▶ _OPDRACHT A_: Zet de regels uit de gegevens om in een genummerde lijst zonder lege regels. Begin bij de regel met "Annotation task — tag each instance of the tree trunk" en ga door tot en met het einde van de gegevens.
::: GESELECTEERDE TEKST
‘Er komt een soort crisis, net als in 1973’


Foto Jeffrey Groeneweg/ANP/HH

Interview

Jan Luiten van Zanden hoogleraar economische geschiedenis

Na de oliecrisis in de jaren zeventig liep de inflatie net zo hoog op als nu. Ook toen ging het over compensatie en lage inkomens.

Het is bijna een halve eeuw geleden dat het inflatieniveau in Nederland zo hoog was. De consumentenprijsindex lag in maart 11,9 procent hoger dan een jaar eerder. De laatste keer dat het leven zo snel duur werd, was toen Arabische olieproducerende landen in 1973, tijdens de Jom Kipoeroorlog, de olieproductie verlaagden en zo de prijzen lieten oplopen – een straf voor de steun van het Westen aan Israël na de aanval van Egypte en Syrië.

De boycot zorgde voor een schok in het Westen, dat maandenlang een olietekort vreesde. Die oliecrisis doet denken aan de huidige energieproblemen. De hoge energieprijzen stuwen de andere prijzen op, en net als toen vraagt de samenleving om compensatie voor het verlies in koopkracht.

Ook wordt Nederland opnieuw geconfronteerd met de afhankelijkheid van anderen voor de energievoorziening, ziet Jan Luiten van Zanden, hoogleraar economische geschiedenis aan de Universiteit Utrecht.

Wat zijn de grootste overeenkomsten en verschillen tussen toen en nu?

„Beide crises komen op een moment dat het best goed gaat met de economie. Er is nu herstel na de coronacrisis, en ook vijftig jaar geleden zat Nederland aan het einde van een hoge conjunctuurgolf die leidde tot lage werkloosheid. De krapte op de arbeidsmarkt was enorm, dus er was veel druk om de lonen te verhogen. Die krapte is er nu ook, maar de machtspositie van vakbonden is nu minder sterk. Werknemers vroegen toen om verhogingen van tien procent of meer, ‘centen in plaats van procenten’. Inkomensherverdeling stond heel hoog op de agenda.

„Een ander verschil is dat we toen dáchten dat er een nijpend energietekort was. Aan het einde van de Jom Kipoeroorlog sloeg de paniek toe, iedereen moest een trui dragen en de verwarming lager zetten, er kwam een autoloze zondag. In later onderzoek zagen we dat Shell toen al wist dat er geen grote tekorten waren – maar dat werd niet van de daken geroepen. Er waren wel prijsstijgingen, maar er was geen structurele breuk in de olievoorziening. Nu lijken we wél een structureel probleem te hebben als Rusland geen gas meer levert.”

Hoe reageerden de samenleving en de overheid destijds?
::::::
::: AANGELEVERDE GEGEVENS
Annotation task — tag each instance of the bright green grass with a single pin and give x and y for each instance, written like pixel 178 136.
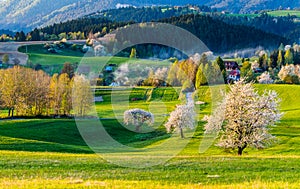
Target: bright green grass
pixel 51 154
pixel 244 15
pixel 38 55
pixel 285 13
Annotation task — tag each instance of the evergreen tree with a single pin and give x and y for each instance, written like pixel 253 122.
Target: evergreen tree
pixel 220 62
pixel 280 59
pixel 22 36
pixel 273 59
pixel 200 77
pixel 288 57
pixel 133 53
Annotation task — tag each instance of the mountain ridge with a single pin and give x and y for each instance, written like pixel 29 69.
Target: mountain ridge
pixel 28 14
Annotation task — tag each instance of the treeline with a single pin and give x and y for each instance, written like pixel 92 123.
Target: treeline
pixel 217 35
pixel 283 25
pixel 86 25
pixel 194 73
pixel 27 92
pixel 148 14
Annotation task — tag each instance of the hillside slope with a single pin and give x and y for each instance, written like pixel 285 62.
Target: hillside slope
pixel 27 14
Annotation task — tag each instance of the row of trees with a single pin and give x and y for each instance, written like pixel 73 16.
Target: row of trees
pixel 278 58
pixel 34 93
pixel 198 72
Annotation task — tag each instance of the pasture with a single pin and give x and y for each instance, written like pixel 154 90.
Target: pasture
pixel 52 154
pixel 285 13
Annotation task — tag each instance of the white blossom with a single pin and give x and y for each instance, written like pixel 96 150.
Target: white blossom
pixel 289 70
pixel 244 117
pixel 265 78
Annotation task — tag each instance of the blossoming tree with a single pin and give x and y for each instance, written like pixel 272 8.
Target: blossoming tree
pixel 182 117
pixel 265 78
pixel 245 118
pixel 138 117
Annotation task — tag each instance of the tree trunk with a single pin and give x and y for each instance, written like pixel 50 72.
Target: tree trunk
pixel 241 149
pixel 137 128
pixel 181 133
pixel 12 113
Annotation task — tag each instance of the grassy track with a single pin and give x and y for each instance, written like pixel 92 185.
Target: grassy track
pixel 52 154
::::::
▶ _OPDRACHT B_: Hoeveel procent hoger lag de consumentenprijsindex in maart dan een jaar eerder, volgens het interview over de inflatie?

▶ _ANTWOORD A_:
1. Annotation task — tag each instance of the tree trunk with a single pin and give x and y for each instance, written like pixel 50 72.
2. Target: tree trunk
3. pixel 241 149
4. pixel 137 128
5. pixel 181 133
6. pixel 12 113
7. Annotation task — tag each instance of the grassy track with a single pin and give x and y for each instance, written like pixel 92 185.
8. Target: grassy track
9. pixel 52 154

▶ _ANTWOORD B_: 11,9 procent hoger.